Arrange as a numbered list the lines below, from the line with "Locate the green foliage" up to and including the line with "Target: blurred background vegetation". Leave out any blank lines.
:: Records to process ::
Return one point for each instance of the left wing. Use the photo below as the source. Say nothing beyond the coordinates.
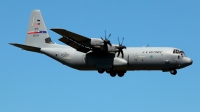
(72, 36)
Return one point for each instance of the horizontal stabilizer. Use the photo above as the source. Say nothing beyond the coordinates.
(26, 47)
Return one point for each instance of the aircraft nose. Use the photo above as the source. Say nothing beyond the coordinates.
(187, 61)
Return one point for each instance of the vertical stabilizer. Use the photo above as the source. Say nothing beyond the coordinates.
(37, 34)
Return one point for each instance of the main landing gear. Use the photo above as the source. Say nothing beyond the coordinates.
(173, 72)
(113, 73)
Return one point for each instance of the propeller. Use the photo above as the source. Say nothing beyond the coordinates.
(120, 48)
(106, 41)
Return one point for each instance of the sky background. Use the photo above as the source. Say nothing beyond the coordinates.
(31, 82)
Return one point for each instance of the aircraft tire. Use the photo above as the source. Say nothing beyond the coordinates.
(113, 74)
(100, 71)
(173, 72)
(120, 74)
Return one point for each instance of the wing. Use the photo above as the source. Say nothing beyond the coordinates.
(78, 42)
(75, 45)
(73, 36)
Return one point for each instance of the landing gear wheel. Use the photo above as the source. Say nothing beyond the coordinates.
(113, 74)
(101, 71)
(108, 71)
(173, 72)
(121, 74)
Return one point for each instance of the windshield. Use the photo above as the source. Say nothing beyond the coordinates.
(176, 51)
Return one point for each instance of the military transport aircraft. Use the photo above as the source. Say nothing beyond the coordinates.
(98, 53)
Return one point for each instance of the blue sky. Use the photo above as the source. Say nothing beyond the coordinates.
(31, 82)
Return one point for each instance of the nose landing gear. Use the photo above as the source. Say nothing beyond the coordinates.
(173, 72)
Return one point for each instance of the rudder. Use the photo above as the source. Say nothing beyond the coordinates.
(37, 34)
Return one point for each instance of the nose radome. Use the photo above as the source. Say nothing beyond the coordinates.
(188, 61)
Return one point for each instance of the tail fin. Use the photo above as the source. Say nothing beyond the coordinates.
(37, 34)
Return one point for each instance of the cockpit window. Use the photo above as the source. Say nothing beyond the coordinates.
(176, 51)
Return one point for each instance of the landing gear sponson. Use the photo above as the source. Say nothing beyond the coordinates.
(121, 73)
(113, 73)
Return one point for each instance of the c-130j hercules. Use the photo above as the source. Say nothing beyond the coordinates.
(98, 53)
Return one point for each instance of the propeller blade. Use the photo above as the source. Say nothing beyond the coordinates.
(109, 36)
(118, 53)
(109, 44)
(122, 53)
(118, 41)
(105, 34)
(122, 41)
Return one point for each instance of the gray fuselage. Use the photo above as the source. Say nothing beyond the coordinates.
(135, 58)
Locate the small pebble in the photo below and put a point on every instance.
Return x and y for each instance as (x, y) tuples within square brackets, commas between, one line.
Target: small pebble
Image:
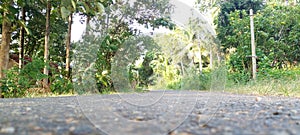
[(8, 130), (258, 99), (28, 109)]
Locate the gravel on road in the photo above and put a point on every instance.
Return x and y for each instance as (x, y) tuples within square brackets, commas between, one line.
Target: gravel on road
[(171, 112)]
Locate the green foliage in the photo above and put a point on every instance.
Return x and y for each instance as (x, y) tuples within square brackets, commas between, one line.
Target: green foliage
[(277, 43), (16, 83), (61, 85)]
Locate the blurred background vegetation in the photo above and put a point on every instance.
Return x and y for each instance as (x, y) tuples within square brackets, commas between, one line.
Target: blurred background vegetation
:::
:: Records to process ::
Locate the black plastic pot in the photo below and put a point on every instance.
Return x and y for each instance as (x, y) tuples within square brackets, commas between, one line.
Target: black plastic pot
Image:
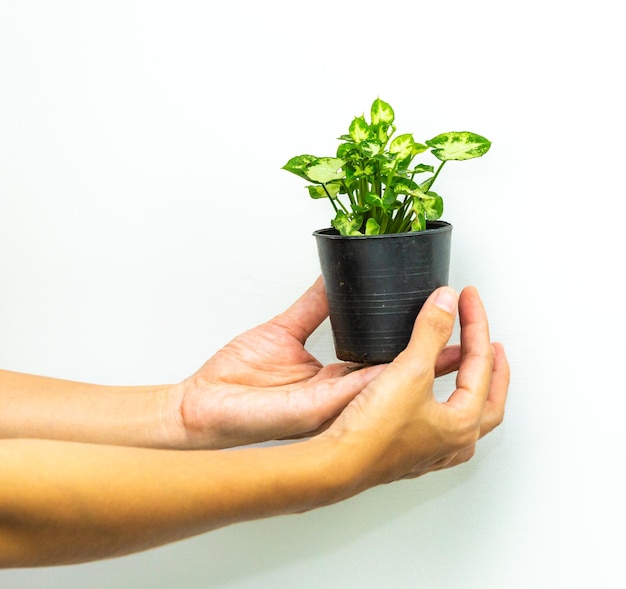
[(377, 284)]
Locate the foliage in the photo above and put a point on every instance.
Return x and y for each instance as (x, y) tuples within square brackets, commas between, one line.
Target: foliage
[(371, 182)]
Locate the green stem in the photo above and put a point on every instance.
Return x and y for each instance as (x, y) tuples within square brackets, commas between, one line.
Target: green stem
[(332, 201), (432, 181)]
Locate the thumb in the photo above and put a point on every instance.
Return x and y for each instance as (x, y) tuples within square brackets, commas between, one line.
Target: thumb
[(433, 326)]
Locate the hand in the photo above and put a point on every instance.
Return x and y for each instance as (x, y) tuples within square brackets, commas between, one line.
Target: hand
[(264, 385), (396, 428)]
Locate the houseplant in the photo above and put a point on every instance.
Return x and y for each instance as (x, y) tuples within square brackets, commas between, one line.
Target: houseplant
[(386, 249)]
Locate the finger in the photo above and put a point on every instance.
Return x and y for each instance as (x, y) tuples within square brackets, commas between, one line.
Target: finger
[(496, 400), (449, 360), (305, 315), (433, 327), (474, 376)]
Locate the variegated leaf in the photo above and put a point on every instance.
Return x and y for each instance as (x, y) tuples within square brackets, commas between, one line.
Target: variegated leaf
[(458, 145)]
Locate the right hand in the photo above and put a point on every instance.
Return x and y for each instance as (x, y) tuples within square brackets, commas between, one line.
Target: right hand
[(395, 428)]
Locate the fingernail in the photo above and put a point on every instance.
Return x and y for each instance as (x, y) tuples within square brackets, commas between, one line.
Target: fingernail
:::
▶ [Final result]
1. Locate the green foliage in the photo above and put a point on every instance.
2. Return x and y for each instance as (x, y) tuples within square brackets, commas between, one line.
3. Target: green foliage
4. [(277, 43), (16, 83), (61, 85)]
5. Locate the blurred background vegetation in the photo above and put a point on every instance.
6. Return x and y for each instance as (x, y) tuples within square brackets, commas between, one line.
7. Target: blurred background vegetation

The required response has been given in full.